- **TASK REQUIREMENTS**: Format every nonblank line of the material below as a Markdown table with two columns, Row and Line, putting the row number under Row and the line under Line.
** start PROVIDED RECORDS **
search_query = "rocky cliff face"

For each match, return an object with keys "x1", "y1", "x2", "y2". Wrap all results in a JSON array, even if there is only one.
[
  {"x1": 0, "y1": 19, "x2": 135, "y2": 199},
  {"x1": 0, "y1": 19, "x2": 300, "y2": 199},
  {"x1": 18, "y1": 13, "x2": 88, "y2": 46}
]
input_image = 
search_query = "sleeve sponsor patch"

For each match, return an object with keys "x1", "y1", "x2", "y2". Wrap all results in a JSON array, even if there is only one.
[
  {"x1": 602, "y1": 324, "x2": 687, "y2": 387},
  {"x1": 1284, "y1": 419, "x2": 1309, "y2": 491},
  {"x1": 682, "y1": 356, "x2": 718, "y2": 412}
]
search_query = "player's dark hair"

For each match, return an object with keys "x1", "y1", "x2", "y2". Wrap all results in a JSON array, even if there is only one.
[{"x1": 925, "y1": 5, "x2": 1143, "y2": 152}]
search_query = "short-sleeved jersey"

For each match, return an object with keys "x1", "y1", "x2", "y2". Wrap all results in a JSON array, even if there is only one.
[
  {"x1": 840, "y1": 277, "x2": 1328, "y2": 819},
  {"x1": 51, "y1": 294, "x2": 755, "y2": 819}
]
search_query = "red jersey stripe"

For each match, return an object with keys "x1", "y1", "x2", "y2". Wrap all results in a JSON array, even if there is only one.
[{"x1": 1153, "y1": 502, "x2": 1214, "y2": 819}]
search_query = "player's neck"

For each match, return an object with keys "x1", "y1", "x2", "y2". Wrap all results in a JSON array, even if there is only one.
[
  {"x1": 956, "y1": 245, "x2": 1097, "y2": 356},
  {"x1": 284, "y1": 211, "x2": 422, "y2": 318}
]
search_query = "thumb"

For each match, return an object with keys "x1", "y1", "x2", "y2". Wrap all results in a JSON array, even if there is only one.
** end PROVIDED RECORDS **
- **FULL SOLUTION**:
| Row | Line |
|---|---|
| 1 | search_query = "rocky cliff face" |
| 2 | For each match, return an object with keys "x1", "y1", "x2", "y2". Wrap all results in a JSON array, even if there is only one. |
| 3 | [ |
| 4 |   {"x1": 0, "y1": 19, "x2": 135, "y2": 199}, |
| 5 |   {"x1": 0, "y1": 19, "x2": 300, "y2": 199}, |
| 6 |   {"x1": 18, "y1": 13, "x2": 88, "y2": 46} |
| 7 | ] |
| 8 | input_image =  |
| 9 | search_query = "sleeve sponsor patch" |
| 10 | For each match, return an object with keys "x1", "y1", "x2", "y2". Wrap all results in a JSON array, even if there is only one. |
| 11 | [ |
| 12 |   {"x1": 602, "y1": 324, "x2": 687, "y2": 387}, |
| 13 |   {"x1": 1284, "y1": 419, "x2": 1309, "y2": 491}, |
| 14 |   {"x1": 682, "y1": 356, "x2": 718, "y2": 412} |
| 15 | ] |
| 16 | search_query = "player's dark hair" |
| 17 | For each match, return an object with keys "x1", "y1", "x2", "y2". Wrap all results in a JSON array, even if there is only one. |
| 18 | [{"x1": 925, "y1": 5, "x2": 1143, "y2": 152}] |
| 19 | search_query = "short-sleeved jersey" |
| 20 | For each match, return an object with keys "x1", "y1", "x2", "y2". Wrap all results in a JSON array, even if there is only one. |
| 21 | [ |
| 22 |   {"x1": 840, "y1": 277, "x2": 1328, "y2": 819}, |
| 23 |   {"x1": 51, "y1": 294, "x2": 755, "y2": 819} |
| 24 | ] |
| 25 | search_query = "red jersey stripe" |
| 26 | For each match, return an object with keys "x1", "y1", "x2", "y2". Wrap all results in a JSON array, even if there is only one. |
| 27 | [{"x1": 1153, "y1": 502, "x2": 1214, "y2": 819}] |
| 28 | search_query = "player's neck" |
| 29 | For each match, return an object with keys "x1", "y1", "x2", "y2". Wrap all results in a JSON array, even if there is only one. |
| 30 | [ |
| 31 |   {"x1": 956, "y1": 245, "x2": 1097, "y2": 356}, |
| 32 |   {"x1": 284, "y1": 211, "x2": 422, "y2": 318} |
| 33 | ] |
| 34 | search_query = "thumb" |
| 35 | For each match, return an object with keys "x1", "y1", "x2", "y2". Wrap all results in a JSON array, even if there is only one. |